Request
Reproduce every line from the one containing "suit by giving the bounding box." through the end of the data, inclusive, requests included. Offset each bounding-box coordinate in the answers by +120.

╔══

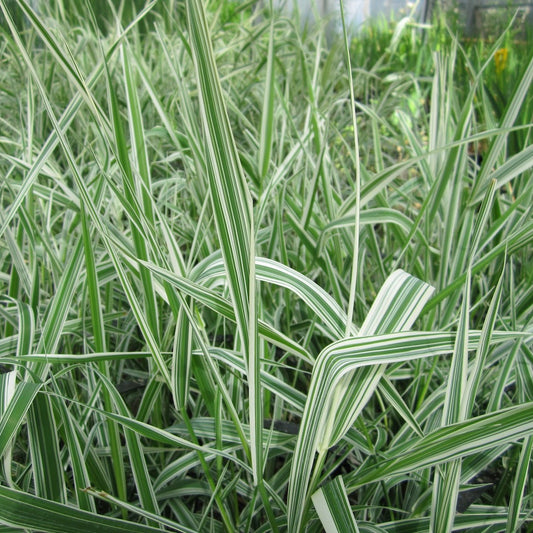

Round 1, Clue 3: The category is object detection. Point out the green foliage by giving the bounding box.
[0,0,533,532]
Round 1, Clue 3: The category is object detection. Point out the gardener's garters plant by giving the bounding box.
[0,0,533,533]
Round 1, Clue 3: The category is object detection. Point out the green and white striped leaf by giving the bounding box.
[186,0,263,484]
[0,486,166,533]
[288,270,435,531]
[312,476,359,533]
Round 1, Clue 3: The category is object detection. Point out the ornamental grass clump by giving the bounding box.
[0,0,533,533]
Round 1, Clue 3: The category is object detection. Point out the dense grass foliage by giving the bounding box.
[0,0,533,533]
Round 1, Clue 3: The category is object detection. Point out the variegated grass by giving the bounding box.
[0,0,533,532]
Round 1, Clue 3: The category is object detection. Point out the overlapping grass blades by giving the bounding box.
[0,0,533,532]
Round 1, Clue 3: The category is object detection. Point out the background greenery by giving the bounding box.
[0,0,533,532]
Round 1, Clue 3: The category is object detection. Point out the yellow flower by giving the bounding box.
[494,48,509,76]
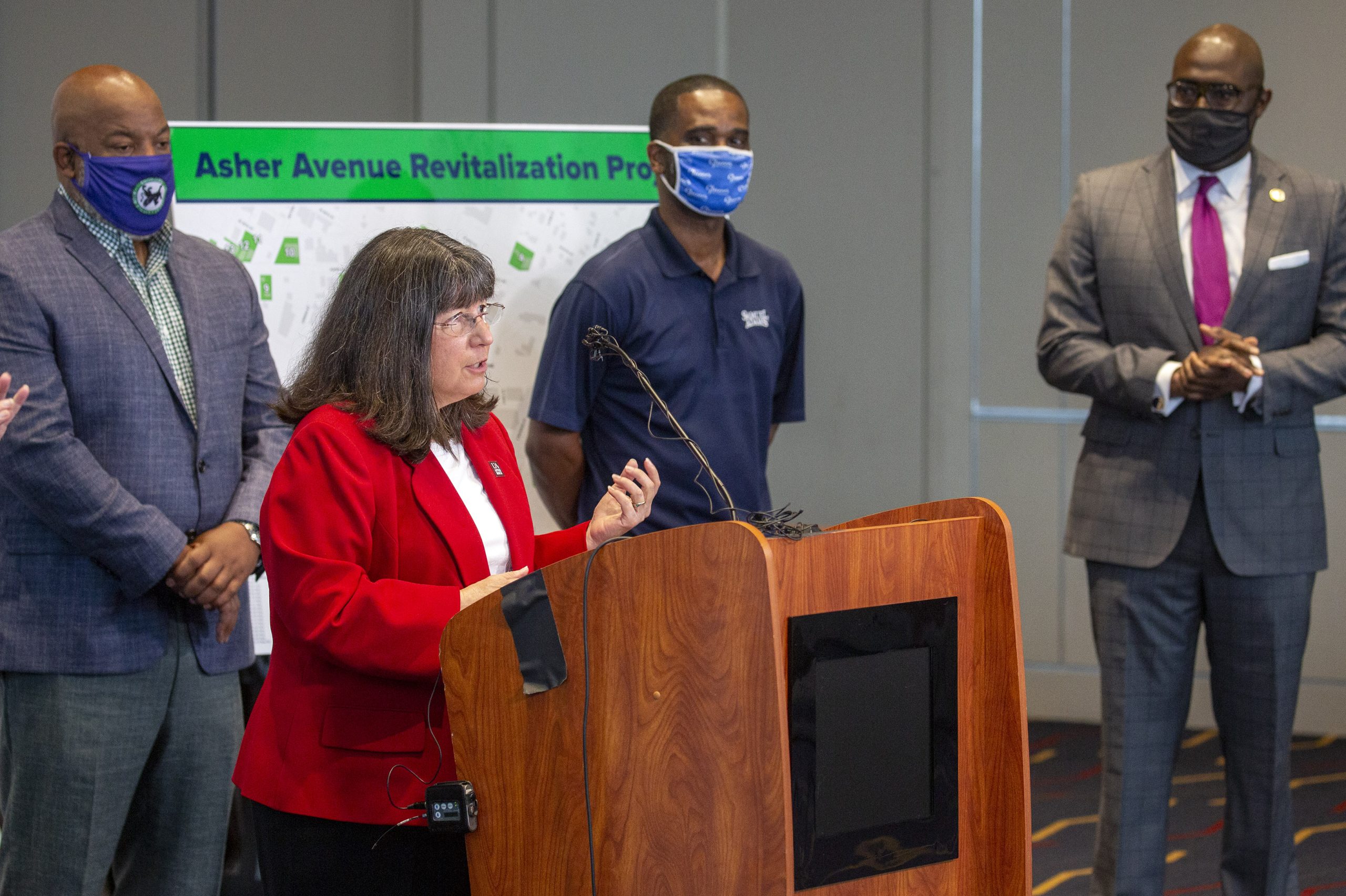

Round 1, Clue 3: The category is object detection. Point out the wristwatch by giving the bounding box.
[229,520,267,578]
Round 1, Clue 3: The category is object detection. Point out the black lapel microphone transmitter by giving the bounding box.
[425,780,476,834]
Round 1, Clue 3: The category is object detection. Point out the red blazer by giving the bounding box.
[234,406,586,824]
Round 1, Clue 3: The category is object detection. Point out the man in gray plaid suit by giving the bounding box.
[1038,26,1346,896]
[0,66,288,896]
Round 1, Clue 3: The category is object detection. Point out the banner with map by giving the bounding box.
[172,121,657,653]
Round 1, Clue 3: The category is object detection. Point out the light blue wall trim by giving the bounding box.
[972,400,1346,432]
[968,0,985,495]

╚══

Task answer
Round 1, Clue 3: The category is object detection. Point out the man in gray plaid suit by giving the bounding box.
[1158,146,1466,1016]
[120,186,408,1016]
Round 1, Clue 3: The category is object detection. Point out the banner with map by giving the bounding box.
[292,241,777,773]
Round 1, Clue 3: The category is object detection. Point out the light blue wall trim by giving the bounding box.
[1092,520,1466,552]
[1088,120,1105,615]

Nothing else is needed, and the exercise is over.